[Begin]
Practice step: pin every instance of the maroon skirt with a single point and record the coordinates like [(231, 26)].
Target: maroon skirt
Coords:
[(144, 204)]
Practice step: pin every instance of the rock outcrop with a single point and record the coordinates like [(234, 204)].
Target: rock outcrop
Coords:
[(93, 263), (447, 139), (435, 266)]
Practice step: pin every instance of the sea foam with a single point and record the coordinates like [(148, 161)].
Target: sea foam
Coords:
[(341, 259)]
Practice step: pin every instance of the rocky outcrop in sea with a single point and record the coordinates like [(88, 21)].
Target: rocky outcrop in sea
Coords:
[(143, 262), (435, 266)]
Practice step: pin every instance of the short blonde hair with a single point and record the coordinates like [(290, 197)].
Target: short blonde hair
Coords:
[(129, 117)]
[End]
> **CHALLENGE**: Edit the data above by replacing each "Target" with "Object" and keeping everything else the same.

> **EXPECTED OUTPUT**:
Practice step: pin every instance of the maroon skirt with a single point and record the coordinates like [(231, 26)].
Object: maroon skirt
Coords:
[(144, 204)]
Practice step: pin every instance of the rock outcrop with a single point and record the coordinates like [(234, 204)].
Object: rock outcrop
Coords:
[(93, 263), (447, 139), (435, 266)]
Practice step: pin every instance of the sea foam with a single point and record the coordinates like [(148, 161)].
Object: sea foam
Coords:
[(341, 259)]
Practice step: pin every instance of the rocky outcrop in sea with a single point and record the coordinates like [(88, 21)].
Object: rocky outcrop in sea
Coords:
[(143, 262), (435, 266)]
Practice step: pin every instance of the short blonde hair with a single point and record the coordinates like [(290, 197)].
Object: short blonde hair
Coords:
[(129, 117)]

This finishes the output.